YOUR ASSIGNMENT. All lines from the one containing "skirt in the workspace image." down to the one containing "patchwork fabric in the workspace image.", both ends included, are to be given again exactly; omit the rest of the listing below.

BEGIN RECORDS PROVIDED

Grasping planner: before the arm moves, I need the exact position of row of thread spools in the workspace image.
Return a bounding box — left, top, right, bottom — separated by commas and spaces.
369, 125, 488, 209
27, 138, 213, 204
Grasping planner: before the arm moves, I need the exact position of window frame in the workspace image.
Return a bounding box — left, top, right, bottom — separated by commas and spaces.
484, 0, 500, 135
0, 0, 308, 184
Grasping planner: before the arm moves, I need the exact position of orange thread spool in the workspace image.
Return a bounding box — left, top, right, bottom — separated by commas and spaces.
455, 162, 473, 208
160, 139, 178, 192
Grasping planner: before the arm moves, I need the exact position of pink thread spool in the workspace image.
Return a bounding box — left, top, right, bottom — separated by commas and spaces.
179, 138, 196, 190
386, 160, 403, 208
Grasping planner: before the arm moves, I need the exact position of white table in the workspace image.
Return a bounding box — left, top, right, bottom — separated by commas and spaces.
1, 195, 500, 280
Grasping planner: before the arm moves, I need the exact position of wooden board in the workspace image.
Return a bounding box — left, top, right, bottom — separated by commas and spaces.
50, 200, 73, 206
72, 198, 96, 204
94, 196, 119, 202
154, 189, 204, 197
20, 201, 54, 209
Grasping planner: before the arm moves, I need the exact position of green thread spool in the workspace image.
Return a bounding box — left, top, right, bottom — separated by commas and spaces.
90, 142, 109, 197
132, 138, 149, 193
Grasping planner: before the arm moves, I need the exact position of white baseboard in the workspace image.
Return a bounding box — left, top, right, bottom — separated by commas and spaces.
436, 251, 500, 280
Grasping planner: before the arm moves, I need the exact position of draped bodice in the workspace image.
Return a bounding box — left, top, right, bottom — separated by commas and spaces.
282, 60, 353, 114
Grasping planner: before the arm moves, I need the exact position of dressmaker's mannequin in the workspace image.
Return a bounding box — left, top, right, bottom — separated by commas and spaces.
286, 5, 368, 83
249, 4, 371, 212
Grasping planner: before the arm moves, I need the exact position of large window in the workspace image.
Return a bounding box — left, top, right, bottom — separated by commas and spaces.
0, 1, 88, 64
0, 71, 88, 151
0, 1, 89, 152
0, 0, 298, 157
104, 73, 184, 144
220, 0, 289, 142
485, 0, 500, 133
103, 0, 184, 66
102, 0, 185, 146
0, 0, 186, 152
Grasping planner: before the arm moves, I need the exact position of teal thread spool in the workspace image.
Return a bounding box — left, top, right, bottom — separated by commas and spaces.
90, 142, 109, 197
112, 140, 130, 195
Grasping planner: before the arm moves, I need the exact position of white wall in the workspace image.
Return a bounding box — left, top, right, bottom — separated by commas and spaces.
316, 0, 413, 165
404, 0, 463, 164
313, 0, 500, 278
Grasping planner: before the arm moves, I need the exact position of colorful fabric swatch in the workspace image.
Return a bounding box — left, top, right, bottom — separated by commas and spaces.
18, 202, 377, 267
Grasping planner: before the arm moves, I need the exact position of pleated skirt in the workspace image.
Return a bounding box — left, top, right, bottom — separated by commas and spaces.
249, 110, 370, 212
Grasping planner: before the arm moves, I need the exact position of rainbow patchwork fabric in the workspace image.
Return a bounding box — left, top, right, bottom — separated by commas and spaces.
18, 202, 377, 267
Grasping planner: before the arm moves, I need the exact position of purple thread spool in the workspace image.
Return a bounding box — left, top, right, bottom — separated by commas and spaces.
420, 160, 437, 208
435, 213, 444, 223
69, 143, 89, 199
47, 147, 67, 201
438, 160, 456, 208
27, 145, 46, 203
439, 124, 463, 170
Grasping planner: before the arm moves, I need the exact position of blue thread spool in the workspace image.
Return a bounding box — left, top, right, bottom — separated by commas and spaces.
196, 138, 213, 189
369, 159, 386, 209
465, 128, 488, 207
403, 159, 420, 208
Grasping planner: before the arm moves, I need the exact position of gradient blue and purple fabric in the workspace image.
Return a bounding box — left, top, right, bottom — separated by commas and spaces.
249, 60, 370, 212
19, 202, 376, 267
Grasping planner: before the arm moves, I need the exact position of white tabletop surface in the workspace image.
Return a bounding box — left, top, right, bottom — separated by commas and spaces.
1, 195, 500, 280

END RECORDS PROVIDED

RESULT FOR THIS TASK.
Grasping planner: before the arm moves, I need the exact position of pleated skirt in the workspace image.
Return a bounding box — left, top, right, bottom — separated by commas and spaces.
249, 110, 370, 212
Grasping planner: before the arm moves, I need the exact position of rainbow patchwork fabric in the workspace image.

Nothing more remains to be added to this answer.